* **PROBLEM**:
A complete and exact copy of the data below is required.

[Stored data entries]

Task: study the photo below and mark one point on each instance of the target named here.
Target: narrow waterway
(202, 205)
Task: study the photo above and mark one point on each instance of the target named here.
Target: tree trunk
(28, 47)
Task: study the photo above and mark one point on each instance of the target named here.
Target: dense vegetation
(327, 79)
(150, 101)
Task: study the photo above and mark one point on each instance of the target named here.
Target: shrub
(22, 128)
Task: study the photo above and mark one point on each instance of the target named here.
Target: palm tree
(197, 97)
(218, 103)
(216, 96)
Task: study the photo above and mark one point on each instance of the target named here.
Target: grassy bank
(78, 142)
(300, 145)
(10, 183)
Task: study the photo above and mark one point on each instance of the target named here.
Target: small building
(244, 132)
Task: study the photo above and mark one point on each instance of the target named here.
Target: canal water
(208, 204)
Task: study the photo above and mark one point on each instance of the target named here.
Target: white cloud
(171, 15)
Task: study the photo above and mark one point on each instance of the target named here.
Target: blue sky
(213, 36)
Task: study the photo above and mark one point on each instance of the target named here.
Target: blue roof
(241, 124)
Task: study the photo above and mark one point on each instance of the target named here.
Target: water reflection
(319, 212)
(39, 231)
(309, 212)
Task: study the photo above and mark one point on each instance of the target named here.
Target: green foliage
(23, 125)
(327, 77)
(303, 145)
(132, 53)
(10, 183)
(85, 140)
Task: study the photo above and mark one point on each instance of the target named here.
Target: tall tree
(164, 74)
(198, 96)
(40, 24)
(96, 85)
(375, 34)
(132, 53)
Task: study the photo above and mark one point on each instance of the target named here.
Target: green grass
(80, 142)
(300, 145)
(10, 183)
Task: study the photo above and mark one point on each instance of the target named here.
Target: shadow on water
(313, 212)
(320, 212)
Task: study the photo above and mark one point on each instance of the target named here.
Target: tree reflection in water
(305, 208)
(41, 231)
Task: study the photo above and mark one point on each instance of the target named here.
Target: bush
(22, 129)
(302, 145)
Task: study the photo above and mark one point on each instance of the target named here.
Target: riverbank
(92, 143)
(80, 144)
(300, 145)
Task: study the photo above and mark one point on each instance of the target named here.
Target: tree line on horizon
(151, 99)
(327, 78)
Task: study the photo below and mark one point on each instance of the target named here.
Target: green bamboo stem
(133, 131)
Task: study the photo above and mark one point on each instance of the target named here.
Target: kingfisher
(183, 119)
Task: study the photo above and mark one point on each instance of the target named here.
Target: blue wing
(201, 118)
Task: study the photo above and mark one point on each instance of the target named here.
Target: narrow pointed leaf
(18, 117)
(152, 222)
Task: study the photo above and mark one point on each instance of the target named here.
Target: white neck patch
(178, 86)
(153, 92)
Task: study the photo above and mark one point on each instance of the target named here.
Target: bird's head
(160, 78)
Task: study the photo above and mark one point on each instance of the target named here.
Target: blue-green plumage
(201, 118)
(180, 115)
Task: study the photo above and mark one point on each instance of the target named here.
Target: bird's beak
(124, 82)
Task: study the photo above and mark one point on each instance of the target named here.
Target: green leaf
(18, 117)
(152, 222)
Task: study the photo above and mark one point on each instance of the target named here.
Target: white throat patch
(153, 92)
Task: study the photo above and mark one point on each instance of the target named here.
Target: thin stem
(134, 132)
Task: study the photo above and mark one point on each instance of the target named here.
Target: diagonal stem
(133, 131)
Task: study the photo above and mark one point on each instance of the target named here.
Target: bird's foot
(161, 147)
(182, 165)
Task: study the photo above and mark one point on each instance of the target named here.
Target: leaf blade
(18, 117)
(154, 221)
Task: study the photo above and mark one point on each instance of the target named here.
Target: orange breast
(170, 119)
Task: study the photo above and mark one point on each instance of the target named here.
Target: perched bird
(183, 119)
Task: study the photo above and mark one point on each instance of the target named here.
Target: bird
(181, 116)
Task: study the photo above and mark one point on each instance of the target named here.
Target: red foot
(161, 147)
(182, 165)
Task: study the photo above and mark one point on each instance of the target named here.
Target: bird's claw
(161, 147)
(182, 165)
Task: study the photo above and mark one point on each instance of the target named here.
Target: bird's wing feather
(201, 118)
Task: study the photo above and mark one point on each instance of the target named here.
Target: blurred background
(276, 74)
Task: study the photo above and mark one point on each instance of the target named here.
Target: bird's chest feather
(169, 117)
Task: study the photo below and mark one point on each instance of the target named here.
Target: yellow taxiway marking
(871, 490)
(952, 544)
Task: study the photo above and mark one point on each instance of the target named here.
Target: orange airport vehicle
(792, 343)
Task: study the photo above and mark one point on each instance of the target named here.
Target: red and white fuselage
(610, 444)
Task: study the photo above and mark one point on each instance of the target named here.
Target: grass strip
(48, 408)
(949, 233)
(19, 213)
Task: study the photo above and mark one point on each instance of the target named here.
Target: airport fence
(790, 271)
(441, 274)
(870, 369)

* **EXERCISE ANSWER**:
Task: study the photo below and mark one point on each instance of the target named here.
Target: narrow waterway
(202, 205)
Task: study the photo above and mark one point on each instance of the target named here.
Target: tree trunk
(28, 47)
Task: study the photo above and mark one point on each instance of the target named here.
Target: dense vegetation
(327, 79)
(150, 101)
Task: study the photo above and mark one point on each instance of the target named here.
Target: shrub
(22, 128)
Task: study the photo above and mark one point on each instance of the target named here.
Target: palm tree
(197, 97)
(218, 103)
(216, 96)
Task: study the photo above and mark one point on each instance of the target named here.
Target: grassy bank
(78, 142)
(300, 145)
(10, 183)
Task: study the photo above and mark one point on each instance of the target named here.
Target: small building
(244, 132)
Task: study the photo above and mark one point on each instance of the target named here.
Target: canal water
(208, 204)
Task: study the photo above and mark one point on each instance of the target named here.
Target: white cloud
(171, 15)
Task: study the photo above and mark one point on each instance of the target named here.
Target: blue sky
(213, 36)
Task: study the photo above and mark one point on each instance of the target named here.
Target: blue roof
(241, 124)
Task: study the photo above and mark one point on each instance of the target named here.
Target: water reflection
(319, 212)
(39, 231)
(309, 212)
Task: study the photo above and mark one point on each instance of the target named here.
Target: green foliage
(23, 125)
(327, 77)
(303, 145)
(132, 53)
(10, 183)
(85, 140)
Task: study the photo above and mark one point on each instance of the target named here.
Target: tall tree
(164, 74)
(198, 96)
(40, 24)
(96, 85)
(375, 34)
(132, 53)
Task: study the photo above and mark one point on each instance of the target named here.
Target: green grass
(80, 142)
(300, 145)
(10, 183)
Task: study the photo above and mark one point on each instance of the target named here.
Target: shadow on water
(313, 212)
(320, 212)
Task: study the photo above and mark one point on each instance of the target named here.
Target: tree reflection in water
(305, 208)
(41, 231)
Task: study the photo above and mark one point on each instance of the target named here.
Target: bush
(22, 129)
(302, 145)
Task: study the photo above and mark one point on each instance of the target named here.
Target: riverbank
(92, 143)
(80, 144)
(300, 145)
Task: study the photo above and mark one point on each instance of the target named here.
Target: tree line on horizon
(151, 99)
(327, 78)
Task: study the photo below and mark one point on each instance of the target named here.
Target: green bamboo stem
(133, 131)
Task: study the photo above and mark one point on each instance of the target named here.
Target: kingfisher
(183, 119)
Task: study the photo above and mark one point on each instance of the target named here.
Target: blue wing
(201, 118)
Task: study the photo above and mark one point on each instance of the target named here.
Target: narrow pointed leaf
(18, 117)
(152, 222)
Task: study the photo above and mark one point on each instance of the target named here.
Target: white neck patch
(178, 86)
(153, 92)
Task: study the photo above and mark one point on each instance of the target named here.
Target: bird's head
(160, 78)
Task: study the photo above and mark one point on each instance of the target named here.
Target: blue-green plumage
(201, 118)
(180, 115)
Task: study the photo above and mark one point on each instance of the target named here.
Target: bird's beak
(124, 82)
Task: study the photo above and mark one point on each instance of the target named here.
Target: green leaf
(18, 117)
(152, 222)
Task: study the photo above and mark one point on each instance of the target named here.
Target: white throat patch
(153, 92)
Task: study the photo above and mark one point on each instance of the target named here.
Target: thin stem
(134, 132)
Task: study the photo above and mark one point on each instance of the target named here.
Target: diagonal stem
(133, 131)
Task: study the photo above and mark one point on each instance of the target named here.
Target: bird's foot
(161, 147)
(182, 165)
Task: study the photo above and mark one point on each instance of the target named here.
Target: leaf blade
(18, 117)
(154, 221)
Task: study the photo above and mark one point on each instance of the target named here.
Target: orange breast
(170, 119)
Task: study the photo above and mark one point on each instance of the target named here.
Target: perched bird
(183, 119)
Task: study the photo above and mark one point on each instance of the target named here.
Target: bird
(181, 116)
Task: study the photo above and mark one point on each instance of the target named here.
Target: red foot
(161, 147)
(182, 165)
Task: study the photo above and mark one point on each instance of the target named here.
Target: bird's claw
(161, 147)
(182, 165)
Task: study the photo above and mark one point on each instance of the target named here.
Target: bird's wing feather
(201, 118)
Task: study the photo above and mark one point on each instance of the target named here.
Target: blurred background
(276, 74)
Task: study the photo above and mark one point on each instance of the target named here.
Target: bird's chest feather
(169, 117)
Task: study the photo below and mark one point on each instance of the target named here.
Target: yellow taxiway marking
(871, 490)
(952, 544)
Task: study the photo above and mark one point on each instance of the target named here.
Target: orange airport vehicle
(792, 343)
Task: study the photo above and mark one point on each instance of the target named here.
Target: red and white fuselage
(610, 444)
Task: study the photo above and mark one point on each instance of the target named here.
Target: grass strip
(48, 408)
(949, 233)
(19, 213)
Task: study the photo above and mark one point on each instance of the target named here.
Target: airport fence
(790, 271)
(441, 274)
(870, 369)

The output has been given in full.